* Problem requirements *
Format every item below as a Markdown table with the columns Row and Line, putting each line in its own numbered row and skipping blank lines.

........

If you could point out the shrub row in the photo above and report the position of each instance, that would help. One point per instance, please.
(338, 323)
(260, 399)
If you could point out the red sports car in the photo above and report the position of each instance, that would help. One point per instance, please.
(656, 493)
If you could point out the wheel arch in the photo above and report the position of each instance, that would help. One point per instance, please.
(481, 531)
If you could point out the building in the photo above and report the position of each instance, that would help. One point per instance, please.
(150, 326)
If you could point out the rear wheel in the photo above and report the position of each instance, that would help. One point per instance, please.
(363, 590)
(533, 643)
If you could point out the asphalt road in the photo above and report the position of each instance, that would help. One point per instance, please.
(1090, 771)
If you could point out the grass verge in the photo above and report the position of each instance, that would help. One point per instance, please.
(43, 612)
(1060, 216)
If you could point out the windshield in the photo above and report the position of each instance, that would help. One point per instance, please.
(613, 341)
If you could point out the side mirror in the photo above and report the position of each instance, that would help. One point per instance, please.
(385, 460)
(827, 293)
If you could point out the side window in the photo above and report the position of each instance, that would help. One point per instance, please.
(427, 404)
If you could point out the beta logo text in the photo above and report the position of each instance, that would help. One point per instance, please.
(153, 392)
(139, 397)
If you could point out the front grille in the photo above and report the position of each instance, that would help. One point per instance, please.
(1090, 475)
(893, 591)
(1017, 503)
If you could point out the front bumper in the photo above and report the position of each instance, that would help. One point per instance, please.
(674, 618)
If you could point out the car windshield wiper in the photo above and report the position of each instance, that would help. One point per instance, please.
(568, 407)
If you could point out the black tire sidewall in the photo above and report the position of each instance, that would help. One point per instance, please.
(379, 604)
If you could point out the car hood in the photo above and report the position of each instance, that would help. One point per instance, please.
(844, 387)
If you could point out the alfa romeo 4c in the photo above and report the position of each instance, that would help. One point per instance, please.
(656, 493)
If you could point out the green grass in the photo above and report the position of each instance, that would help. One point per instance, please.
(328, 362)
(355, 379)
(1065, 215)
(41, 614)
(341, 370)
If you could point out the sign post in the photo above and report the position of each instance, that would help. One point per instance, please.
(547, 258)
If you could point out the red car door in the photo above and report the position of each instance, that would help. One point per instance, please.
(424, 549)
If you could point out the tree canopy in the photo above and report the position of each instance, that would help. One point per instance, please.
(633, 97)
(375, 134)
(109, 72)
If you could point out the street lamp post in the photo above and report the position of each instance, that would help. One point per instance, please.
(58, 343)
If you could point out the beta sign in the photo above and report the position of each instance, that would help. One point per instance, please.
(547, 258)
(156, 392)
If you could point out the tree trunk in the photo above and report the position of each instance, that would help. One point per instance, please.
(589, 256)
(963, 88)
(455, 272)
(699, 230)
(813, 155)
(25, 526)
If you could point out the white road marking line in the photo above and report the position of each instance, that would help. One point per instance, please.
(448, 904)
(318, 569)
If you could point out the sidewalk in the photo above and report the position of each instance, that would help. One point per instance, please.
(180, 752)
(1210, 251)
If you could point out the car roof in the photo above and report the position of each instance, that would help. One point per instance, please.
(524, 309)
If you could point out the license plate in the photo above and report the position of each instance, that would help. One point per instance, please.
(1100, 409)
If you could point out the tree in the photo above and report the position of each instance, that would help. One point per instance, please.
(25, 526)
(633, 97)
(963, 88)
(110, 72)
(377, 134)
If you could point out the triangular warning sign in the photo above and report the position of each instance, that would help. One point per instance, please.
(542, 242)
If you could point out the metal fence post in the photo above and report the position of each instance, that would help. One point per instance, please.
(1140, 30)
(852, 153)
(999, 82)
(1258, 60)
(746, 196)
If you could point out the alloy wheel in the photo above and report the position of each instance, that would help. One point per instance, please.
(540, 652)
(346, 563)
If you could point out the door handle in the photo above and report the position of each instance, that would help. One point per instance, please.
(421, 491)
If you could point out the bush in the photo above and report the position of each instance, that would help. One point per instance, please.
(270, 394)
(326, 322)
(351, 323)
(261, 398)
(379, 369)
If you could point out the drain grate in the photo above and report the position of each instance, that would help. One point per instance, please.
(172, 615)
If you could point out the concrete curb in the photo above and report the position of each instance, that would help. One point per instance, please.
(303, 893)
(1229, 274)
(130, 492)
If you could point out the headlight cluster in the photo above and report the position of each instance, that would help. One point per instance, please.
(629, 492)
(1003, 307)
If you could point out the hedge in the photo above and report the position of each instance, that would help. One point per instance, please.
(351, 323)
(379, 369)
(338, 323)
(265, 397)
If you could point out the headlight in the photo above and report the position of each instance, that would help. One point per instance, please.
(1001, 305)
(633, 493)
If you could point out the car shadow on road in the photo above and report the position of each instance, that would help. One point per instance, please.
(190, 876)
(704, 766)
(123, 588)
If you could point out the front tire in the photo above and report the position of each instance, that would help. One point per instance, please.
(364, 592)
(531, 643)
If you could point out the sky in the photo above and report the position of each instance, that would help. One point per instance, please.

........

* Task output *
| Row | Line |
|---|---|
| 1 | If you could point out the shrub row in the photo above and report the position of each instance, that would help. One point per instance, please. |
| 2 | (338, 323) |
| 3 | (260, 399) |
| 4 | If you could point out the red sports car in the photo above and report the position of each instance, that would help. One point per instance, please. |
| 5 | (656, 493) |
| 6 | If you could point out the wheel arch in the photo above and report the position of each instance, that would help. One point per instance, please. |
| 7 | (481, 531) |
| 8 | If you could point out the building in the photo above and report the position of each instance, that would help. One point per instance, please. |
| 9 | (150, 326) |
| 10 | If you could point out the rear wheel in the photo above and report the position of each instance, that would help. One point per instance, please. |
| 11 | (363, 590) |
| 12 | (533, 643) |
| 13 | If you could point out the asphalt road in the photo above and report the position of each instance, that would help. One point per instance, please. |
| 14 | (1090, 771) |
| 15 | If you could point out the grass verge in the photo above and report the position of each instance, that would help. One point per instance, please. |
| 16 | (43, 612) |
| 17 | (1060, 216) |
| 18 | If you could point out the windshield in the photo above and report the position of each instance, that would help. One point per instance, please. |
| 19 | (613, 341) |
| 20 | If you could point out the side mirror in the photo above and report the position of each instance, that would help. One point per instance, please. |
| 21 | (385, 460) |
| 22 | (827, 293) |
| 23 | If you could point out the side window in the photo above and report the position of each instance, that would help. One point per instance, please. |
| 24 | (427, 404) |
| 25 | If you could point out the beta logo text in the photo above and report the position of each instance, that would help. One point per instance, please. |
| 26 | (153, 392) |
| 27 | (139, 397) |
| 28 | If you could point out the front grille in the photo above and report the position of each instance, that would help. One point per instance, please. |
| 29 | (1090, 475) |
| 30 | (893, 591) |
| 31 | (1017, 503) |
| 32 | If you could point out the front bumper in the photo above and report the position of each instance, that would help. One point per instance, please. |
| 33 | (674, 618) |
| 34 | If you could point out the car windshield wiper in the photo above and report the position of each instance, that would help. One point per instance, please. |
| 35 | (568, 407) |
| 36 | If you could point out the black tire sidewall in the photo above and report the position of each instance, that would help. One point per instance, please. |
| 37 | (379, 604) |
| 38 | If you could point out the car hood in the photo above and report the position of each instance, that would help. One point per instance, please. |
| 39 | (844, 387) |
| 40 | If you could point out the alfa romeo 4c in the photo above and report the position of each instance, that would help. One point per instance, please. |
| 41 | (656, 493) |
| 42 | If you could point out the green grass in the photo above and report the position of each instance, that would help. One point per instance, please. |
| 43 | (328, 362) |
| 44 | (355, 379) |
| 45 | (1065, 215) |
| 46 | (41, 614) |
| 47 | (341, 370) |
| 48 | If you could point out the sign post in the photo above and report the position of each instance, that would help. One point per instance, please. |
| 49 | (547, 258) |
| 50 | If you could point out the red car door in the photo above and report the position of each instance, that would help. One point per instance, please. |
| 51 | (424, 549) |
| 52 | If you could point out the tree canopy in the photo above and report the position of each instance, that would help. One point per instance, please. |
| 53 | (633, 97) |
| 54 | (375, 134) |
| 55 | (109, 72) |
| 56 | If you could point out the street lamp post in the photo above and report the position of each instance, that would help. One point per instance, please. |
| 57 | (58, 343) |
| 58 | If you could point out the beta sign in the photo above and report the position of each instance, that would help. One point per instance, please. |
| 59 | (547, 258) |
| 60 | (156, 392) |
| 61 | If you could point out the tree trunk in the photo above and report the position of each instance, that would help. One point per instance, please. |
| 62 | (589, 256) |
| 63 | (963, 88) |
| 64 | (455, 272) |
| 65 | (699, 230) |
| 66 | (813, 155) |
| 67 | (25, 526) |
| 68 | If you could point out the white road marking line in the photo above and report the position of each instance, that would help. One point per instance, please. |
| 69 | (448, 904) |
| 70 | (318, 569) |
| 71 | If you could point out the sidewalk in the photo above and report the position of each instance, that would help. One point per instance, please. |
| 72 | (180, 752) |
| 73 | (1210, 251) |
| 74 | If you could point out the car roof in the photo above and report the position of each instance, that would help. One point per instance, please. |
| 75 | (524, 309) |
| 76 | If you could point out the license plate in the photo above and report the position of each instance, that would help. One point per instance, please. |
| 77 | (1100, 409) |
| 78 | If you could point out the tree in the photo above and report the position of each instance, that would help. One point per instance, please. |
| 79 | (25, 526) |
| 80 | (633, 97) |
| 81 | (963, 88) |
| 82 | (110, 72) |
| 83 | (377, 134) |
| 84 | If you could point out the triangular warning sign in the photo above and report the position of each instance, that would help. One point per instance, please. |
| 85 | (542, 242) |
| 86 | If you could point out the metal fence post in the photo above and report the position of each instance, that would help. One point per instance, please. |
| 87 | (1140, 30) |
| 88 | (852, 153) |
| 89 | (999, 82) |
| 90 | (1258, 60) |
| 91 | (746, 196) |
| 92 | If you could point out the alloy wheel in the photo above and report the position of each instance, that would help. One point per instance, please. |
| 93 | (540, 652) |
| 94 | (346, 563) |
| 95 | If you could point out the door handle in the photo above and report the position of each instance, that would help. One point per instance, please. |
| 96 | (421, 491) |
| 97 | If you could point out the bush in the photo above and report the position of each instance, that would help. One point per instance, please. |
| 98 | (270, 394) |
| 99 | (326, 322) |
| 100 | (351, 323) |
| 101 | (261, 398) |
| 102 | (379, 369) |
| 103 | If you could point out the drain grate in the photo above and report the position of each instance, that would help. One point per instance, please. |
| 104 | (172, 615) |
| 105 | If you could point out the concrete curb in the photo above and report the position of each instance, that would help. One point per instance, please. |
| 106 | (303, 893) |
| 107 | (1229, 274) |
| 108 | (130, 492) |
| 109 | If you could point out the headlight cluster in the photo above and report the position of each instance, that would help. One point per instance, please. |
| 110 | (629, 492) |
| 111 | (1003, 307) |
| 112 | If you could point out the hedge in the photo above and report the position of each instance, that would help. One point per instance, please. |
| 113 | (351, 323) |
| 114 | (379, 369) |
| 115 | (338, 323) |
| 116 | (265, 397) |
| 117 | If you could point out the headlight in the photo above and report the position of each instance, that would help. One point per instance, please. |
| 118 | (1001, 305) |
| 119 | (633, 493) |
| 120 | If you could point out the car shadow on road in the photo above and report the position of each instance, that would help. One point per instance, please. |
| 121 | (190, 876) |
| 122 | (704, 766) |
| 123 | (123, 588) |
| 124 | If you could point out the front tire in the photo above and report the position of each instance, that would help. One point per instance, please. |
| 125 | (364, 592) |
| 126 | (531, 643) |
| 127 | If you could point out the sky in the photo above and report the position of each instance, that would help. One point per instance, please. |